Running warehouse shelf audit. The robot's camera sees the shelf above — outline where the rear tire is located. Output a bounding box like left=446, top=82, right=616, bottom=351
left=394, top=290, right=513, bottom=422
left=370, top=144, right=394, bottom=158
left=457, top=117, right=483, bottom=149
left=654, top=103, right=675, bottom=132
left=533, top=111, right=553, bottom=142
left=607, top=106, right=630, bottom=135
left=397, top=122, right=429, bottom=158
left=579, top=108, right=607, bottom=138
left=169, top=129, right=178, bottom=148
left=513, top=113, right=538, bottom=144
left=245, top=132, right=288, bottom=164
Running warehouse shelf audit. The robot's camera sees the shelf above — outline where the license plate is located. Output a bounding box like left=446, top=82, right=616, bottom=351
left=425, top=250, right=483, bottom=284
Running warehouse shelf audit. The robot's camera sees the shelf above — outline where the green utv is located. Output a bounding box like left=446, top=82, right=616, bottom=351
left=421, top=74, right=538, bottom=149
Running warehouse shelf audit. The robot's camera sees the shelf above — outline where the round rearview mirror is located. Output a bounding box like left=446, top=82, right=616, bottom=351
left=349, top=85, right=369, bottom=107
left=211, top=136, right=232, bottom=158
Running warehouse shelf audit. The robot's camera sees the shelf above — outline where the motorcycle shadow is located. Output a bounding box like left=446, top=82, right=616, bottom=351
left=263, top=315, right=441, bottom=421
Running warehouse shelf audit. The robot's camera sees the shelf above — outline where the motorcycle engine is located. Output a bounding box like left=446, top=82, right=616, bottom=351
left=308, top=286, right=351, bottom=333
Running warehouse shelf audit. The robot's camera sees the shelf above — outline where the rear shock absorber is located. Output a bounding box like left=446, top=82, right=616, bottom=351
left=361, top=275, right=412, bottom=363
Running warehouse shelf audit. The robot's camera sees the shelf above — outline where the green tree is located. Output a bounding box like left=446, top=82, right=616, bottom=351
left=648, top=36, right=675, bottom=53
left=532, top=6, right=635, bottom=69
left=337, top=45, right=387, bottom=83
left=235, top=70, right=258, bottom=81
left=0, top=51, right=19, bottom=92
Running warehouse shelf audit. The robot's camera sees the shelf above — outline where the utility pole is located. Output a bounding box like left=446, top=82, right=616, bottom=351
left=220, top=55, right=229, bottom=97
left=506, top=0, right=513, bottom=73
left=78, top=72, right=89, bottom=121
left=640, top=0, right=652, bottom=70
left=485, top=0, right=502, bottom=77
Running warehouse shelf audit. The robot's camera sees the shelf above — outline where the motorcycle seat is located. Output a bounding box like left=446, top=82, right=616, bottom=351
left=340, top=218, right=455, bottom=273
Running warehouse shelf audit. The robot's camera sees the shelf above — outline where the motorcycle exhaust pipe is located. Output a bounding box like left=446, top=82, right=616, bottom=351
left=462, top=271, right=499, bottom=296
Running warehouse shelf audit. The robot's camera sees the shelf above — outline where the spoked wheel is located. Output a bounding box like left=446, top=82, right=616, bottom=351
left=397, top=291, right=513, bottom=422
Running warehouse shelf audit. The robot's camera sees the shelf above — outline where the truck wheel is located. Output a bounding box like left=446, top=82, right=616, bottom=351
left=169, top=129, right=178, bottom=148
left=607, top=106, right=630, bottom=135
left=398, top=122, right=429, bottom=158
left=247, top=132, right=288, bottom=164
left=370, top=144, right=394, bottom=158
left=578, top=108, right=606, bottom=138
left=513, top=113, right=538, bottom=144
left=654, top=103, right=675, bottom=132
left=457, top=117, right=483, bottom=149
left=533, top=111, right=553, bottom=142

:: WRITTEN EXERCISE ::
Starting at the line of the data that contains "the motorcycle engine" and ending at the line that contains "left=361, top=275, right=412, bottom=363", write out every line again, requests included. Shift each bounding-box coordinate in the answers by adding 51 to it.

:: SOLUTION TO THE PROBLEM ::
Running warehouse shelf audit. The robot's camera sees the shelf above — outline where the motorcycle engine is located. Output a bounding box like left=446, top=82, right=616, bottom=351
left=359, top=337, right=402, bottom=384
Running warehouse shelf audit. The robot's camera sees the shelf above — outline where the rear shock absorber is located. Output a bounding box like left=446, top=82, right=616, bottom=351
left=412, top=326, right=463, bottom=414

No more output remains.